Please transcribe every record below exactly as it appears.

Source records Block Start

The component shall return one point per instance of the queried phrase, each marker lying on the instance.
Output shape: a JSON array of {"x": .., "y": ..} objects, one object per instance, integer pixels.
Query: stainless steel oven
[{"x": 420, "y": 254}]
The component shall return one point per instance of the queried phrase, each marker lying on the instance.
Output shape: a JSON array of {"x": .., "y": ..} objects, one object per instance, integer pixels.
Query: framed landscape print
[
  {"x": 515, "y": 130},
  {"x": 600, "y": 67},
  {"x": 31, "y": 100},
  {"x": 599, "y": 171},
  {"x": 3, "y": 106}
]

Source records Block End

# Worked solution
The component shall return one point per instance of the queried phrase, each marker lying on the instance.
Output shape: a JSON array of {"x": .., "y": ..} objects, one object per instance, integer pixels.
Query: stainless steel oven
[{"x": 420, "y": 254}]
The component shall return one point per instance of the queried phrase, each marker lying on the instance.
Output shape: a JSON array of {"x": .., "y": ..} objects, one object per instance, integer pixels.
Query: framed landscape print
[
  {"x": 515, "y": 130},
  {"x": 600, "y": 67},
  {"x": 31, "y": 100},
  {"x": 599, "y": 171},
  {"x": 3, "y": 106}
]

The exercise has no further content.